:: RECORDS

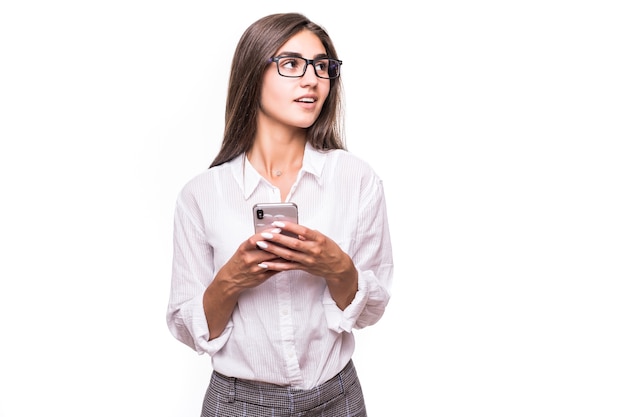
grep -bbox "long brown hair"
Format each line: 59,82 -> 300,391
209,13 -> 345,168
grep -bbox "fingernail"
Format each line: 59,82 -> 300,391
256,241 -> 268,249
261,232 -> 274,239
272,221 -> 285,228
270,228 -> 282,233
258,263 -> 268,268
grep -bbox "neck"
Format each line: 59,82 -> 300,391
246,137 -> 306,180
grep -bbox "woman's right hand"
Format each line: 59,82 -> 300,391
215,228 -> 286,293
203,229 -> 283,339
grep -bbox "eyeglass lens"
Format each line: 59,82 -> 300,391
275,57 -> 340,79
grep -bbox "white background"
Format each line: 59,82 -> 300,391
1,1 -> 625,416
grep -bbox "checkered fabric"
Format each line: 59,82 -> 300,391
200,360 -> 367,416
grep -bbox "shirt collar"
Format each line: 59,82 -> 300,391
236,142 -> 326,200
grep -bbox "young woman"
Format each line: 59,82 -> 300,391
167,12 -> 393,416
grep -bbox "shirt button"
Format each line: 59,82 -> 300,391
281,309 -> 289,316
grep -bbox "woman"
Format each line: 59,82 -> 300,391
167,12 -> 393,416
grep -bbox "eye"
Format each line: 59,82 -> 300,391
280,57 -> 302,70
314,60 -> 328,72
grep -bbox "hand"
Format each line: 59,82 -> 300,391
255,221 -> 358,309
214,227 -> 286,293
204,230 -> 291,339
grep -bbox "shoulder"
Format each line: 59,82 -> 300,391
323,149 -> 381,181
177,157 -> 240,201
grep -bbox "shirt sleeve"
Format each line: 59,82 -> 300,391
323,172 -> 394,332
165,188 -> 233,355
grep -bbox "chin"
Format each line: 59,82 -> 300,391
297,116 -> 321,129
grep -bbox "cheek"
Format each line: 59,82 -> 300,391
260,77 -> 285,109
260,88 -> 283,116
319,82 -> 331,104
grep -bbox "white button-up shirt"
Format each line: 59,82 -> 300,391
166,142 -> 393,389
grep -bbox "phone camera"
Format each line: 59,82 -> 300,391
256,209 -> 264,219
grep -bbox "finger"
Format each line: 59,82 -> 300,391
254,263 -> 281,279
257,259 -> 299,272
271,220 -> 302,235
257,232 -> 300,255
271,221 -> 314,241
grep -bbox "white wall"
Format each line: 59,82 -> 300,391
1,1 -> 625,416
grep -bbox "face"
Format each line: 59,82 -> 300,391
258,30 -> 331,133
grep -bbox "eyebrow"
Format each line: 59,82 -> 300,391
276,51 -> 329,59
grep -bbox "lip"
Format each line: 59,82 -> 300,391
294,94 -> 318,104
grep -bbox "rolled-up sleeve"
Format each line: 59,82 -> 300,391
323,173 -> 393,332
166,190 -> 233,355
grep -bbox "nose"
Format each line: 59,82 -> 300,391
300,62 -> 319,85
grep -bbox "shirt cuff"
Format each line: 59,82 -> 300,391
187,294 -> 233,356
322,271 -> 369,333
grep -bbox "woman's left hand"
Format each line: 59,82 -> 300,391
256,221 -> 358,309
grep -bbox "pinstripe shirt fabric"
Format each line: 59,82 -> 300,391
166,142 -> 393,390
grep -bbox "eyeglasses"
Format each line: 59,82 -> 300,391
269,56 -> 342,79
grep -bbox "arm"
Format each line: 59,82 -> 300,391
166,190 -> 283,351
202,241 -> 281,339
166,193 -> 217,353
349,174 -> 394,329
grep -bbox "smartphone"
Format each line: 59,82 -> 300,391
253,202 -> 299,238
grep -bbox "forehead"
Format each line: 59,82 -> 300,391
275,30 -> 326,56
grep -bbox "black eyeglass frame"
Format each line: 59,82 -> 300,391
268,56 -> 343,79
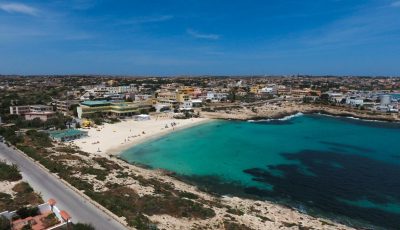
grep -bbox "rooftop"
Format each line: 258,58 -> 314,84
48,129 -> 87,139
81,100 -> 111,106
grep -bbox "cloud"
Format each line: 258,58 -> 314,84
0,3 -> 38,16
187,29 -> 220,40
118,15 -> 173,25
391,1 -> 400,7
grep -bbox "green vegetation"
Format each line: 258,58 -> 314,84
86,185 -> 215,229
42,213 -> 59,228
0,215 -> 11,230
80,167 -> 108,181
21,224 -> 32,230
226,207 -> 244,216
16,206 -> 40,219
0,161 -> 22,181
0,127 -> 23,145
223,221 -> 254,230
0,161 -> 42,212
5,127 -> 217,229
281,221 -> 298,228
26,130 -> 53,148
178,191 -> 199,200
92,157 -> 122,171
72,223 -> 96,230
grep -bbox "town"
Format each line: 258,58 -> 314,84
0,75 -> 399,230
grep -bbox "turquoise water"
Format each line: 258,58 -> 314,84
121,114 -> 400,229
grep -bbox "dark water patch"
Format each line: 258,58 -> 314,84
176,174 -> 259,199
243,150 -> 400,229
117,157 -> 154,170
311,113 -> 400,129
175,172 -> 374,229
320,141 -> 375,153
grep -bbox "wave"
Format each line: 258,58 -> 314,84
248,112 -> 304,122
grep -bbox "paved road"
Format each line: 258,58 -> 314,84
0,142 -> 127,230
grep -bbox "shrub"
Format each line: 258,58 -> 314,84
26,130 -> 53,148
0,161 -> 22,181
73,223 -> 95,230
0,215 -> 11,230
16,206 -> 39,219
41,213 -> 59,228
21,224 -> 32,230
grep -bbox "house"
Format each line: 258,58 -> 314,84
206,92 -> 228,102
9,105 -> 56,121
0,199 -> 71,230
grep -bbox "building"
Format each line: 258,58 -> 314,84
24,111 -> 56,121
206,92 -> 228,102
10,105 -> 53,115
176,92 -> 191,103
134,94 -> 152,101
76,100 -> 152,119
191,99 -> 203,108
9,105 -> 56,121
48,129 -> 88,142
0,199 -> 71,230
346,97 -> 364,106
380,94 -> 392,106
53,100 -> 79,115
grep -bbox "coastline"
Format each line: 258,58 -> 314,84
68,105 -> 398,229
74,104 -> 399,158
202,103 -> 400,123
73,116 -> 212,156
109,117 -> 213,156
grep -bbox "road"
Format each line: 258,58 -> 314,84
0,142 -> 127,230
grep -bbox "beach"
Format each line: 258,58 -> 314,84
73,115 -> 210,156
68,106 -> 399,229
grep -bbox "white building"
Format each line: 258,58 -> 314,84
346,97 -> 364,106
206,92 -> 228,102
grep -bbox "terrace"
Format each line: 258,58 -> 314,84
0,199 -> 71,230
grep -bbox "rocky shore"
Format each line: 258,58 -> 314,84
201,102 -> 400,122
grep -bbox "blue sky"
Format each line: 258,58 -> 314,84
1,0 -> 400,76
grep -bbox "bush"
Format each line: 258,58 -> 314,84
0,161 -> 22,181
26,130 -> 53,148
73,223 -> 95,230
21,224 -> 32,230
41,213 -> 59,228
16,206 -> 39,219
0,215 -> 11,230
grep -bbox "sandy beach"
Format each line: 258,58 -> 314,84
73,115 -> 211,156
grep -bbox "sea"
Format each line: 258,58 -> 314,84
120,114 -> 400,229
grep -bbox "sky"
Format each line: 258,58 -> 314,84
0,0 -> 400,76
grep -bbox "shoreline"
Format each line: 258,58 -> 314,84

::::

THE TASK: Your answer should consist of each line of the data above in which the word "building" occurs.

SOLUTION TO THIS PROBLEM:
grep -bbox "building"
grep -bbox "white building"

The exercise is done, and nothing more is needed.